[YOUR OBJECTIVE]:
List every title of an essay or book named in the text below on reading science critically.

The central concern that Grayling expresses in his essay, Pressing Questions for Our Century, (discussed yesterday) is the responsibility that each of us has to keep abreast of developments in science and technology. To me, this not only means being well informed about scientific research, but also knowing what is required to evaluate the findings reported in the press and in the books that we read. This isn’t easy for a layperson to do. It requires considerable education and careful research.
So for example when you read one of Malcolm Gladwell’s extraordinarily popular book about decision making (Blink: The Power of Thinking Without Thinking) or his latest (Outliers: The Story of Success) on the sources of distinguished accomplishment, you know how to approach his claims critically, judge their accuracy, and, determine whether or not the evidence that he cites or that you find on your own, is adequate grounds for his assertions.
This means knowing something about the methodology of scientific research and the techniques one employs to identify alternative accounts of research findings. The first step in achieving this is in asking the “right” questions, in knowing what questions to ask and what not to ask. This is always the hardest part. It is like composing the first sentence in a book or story you wish to write. Often a writer will struggle with that first sentence for months but once it clear what it will be, the tale often takes off on its own.
In Blink for example, Gladwell claims the rapidly made decisions (“in the blink of an eye”) are every bit as reliable and sometimes more so than decisions made more deliberately. However, that is not exactly the finding reported in the experiment he discusses in support of this claim. What is reported are judgments of teaching effectiveness made by female subjects only, from repeated video clips that lasted as long as several seconds each, and that the female students never actually rated the teacher’s overall effectiveness but instead a set of verbal behaviors that, aggregated together, were presumed to measure it.
Nor does he fairly describe studies suggesting that predictions of marital happiness can be accurately made after observing an hour of a couples’ interaction or that a decision-making algorithm for predicting cardiac arrest can be made on “very thin slices of evidence.” In fact, research in both areas developed after long and complicated testing procedures that involved sifting through a good deal of data and many hours of personal experience. These were not snap judgments or carried out in the blink of an eye.
So it isn’t only the reader has the responsibility to approach science critically. It is also the science writer who has an obligation to report accurately and know how to carefully evaluate the generality of the reported primary studies. A science writer also doesn’t create a very deep understanding of a phenomenon on the basis of a series of (unrepresentative) anecdotes, as Gladwell often relates, no matter how colorful they are.
In the press we often read about a relationship between what we eat and behavior, or between some type of experience and a disease. But we rarely read about the strength of the relationship or whether it might be due to any number of other factors. Nor do we read for whom the findings hold and for whom they don’t. And most such press reports are framed in the language of causality when it fact one can never presume there is a causal relationship from correlational data
No doubt I can say all this because of my research background and training. Nevertheless, I believe any reader can approach press reports and books about science with a critical eye. It takes a certain style of thinking and of questioning to do this. But with practice it can become “second nature” to anyone. Just keeping asking questions, read with a skeptical eye, and be mindful of how the findings were derived and for whom they do and do not hold.

[SUPPLIED MATERIAL]:
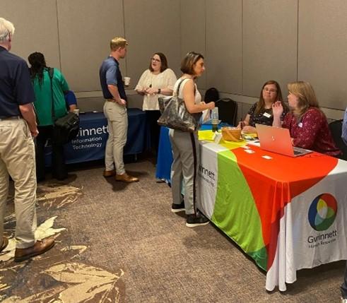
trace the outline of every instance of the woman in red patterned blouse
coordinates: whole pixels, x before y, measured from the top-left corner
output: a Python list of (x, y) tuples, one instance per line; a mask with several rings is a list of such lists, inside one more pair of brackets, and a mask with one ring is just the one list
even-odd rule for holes
[(326, 155), (336, 156), (341, 153), (336, 148), (329, 129), (328, 121), (319, 109), (313, 88), (307, 82), (293, 82), (288, 85), (288, 100), (290, 112), (284, 117), (281, 102), (273, 105), (273, 126), (288, 129), (292, 144)]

[EXERCISE ANSWER]:
- Pressing Questions for Our Century
- Blink: The Power of Thinking Without Thinking
- Outliers: The Story of Success